Provided data:
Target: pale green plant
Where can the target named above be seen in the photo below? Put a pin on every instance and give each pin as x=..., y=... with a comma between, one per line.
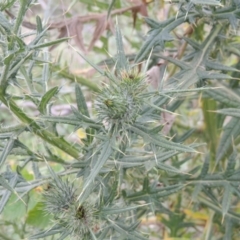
x=125, y=169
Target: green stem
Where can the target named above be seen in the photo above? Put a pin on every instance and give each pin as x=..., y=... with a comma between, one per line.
x=39, y=131
x=21, y=13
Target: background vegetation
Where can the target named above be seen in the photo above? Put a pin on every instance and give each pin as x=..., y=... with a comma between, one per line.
x=119, y=119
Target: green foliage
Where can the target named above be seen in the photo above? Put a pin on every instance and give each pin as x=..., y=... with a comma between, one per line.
x=127, y=165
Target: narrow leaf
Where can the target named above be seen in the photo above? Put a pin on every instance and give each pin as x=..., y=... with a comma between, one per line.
x=226, y=201
x=46, y=98
x=48, y=44
x=81, y=102
x=122, y=63
x=103, y=157
x=160, y=141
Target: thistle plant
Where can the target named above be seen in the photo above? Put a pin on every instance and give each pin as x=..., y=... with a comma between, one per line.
x=60, y=201
x=126, y=173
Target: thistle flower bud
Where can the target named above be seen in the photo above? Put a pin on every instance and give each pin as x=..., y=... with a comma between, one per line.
x=119, y=103
x=60, y=201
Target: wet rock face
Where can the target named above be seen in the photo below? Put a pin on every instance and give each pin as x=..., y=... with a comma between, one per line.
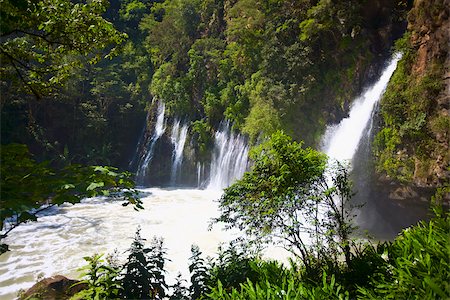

Assignment:
Please output exactly the lines of the data above, from its first line through the line with "Target: background vegetation", and nothing else; drop the pictures.

Written response:
Target: pale green plant
Where can the target named above be seen in the photo below? Put a pin on every instance and give each pin as x=..., y=... with a comma between, one per line.
x=125, y=169
Target: green stem
Where can the target named above be seen in the photo above? Put a pin on every instance and give each pin as x=..., y=... with a comma between, one per line.
x=39, y=131
x=21, y=13
Target: background vegetation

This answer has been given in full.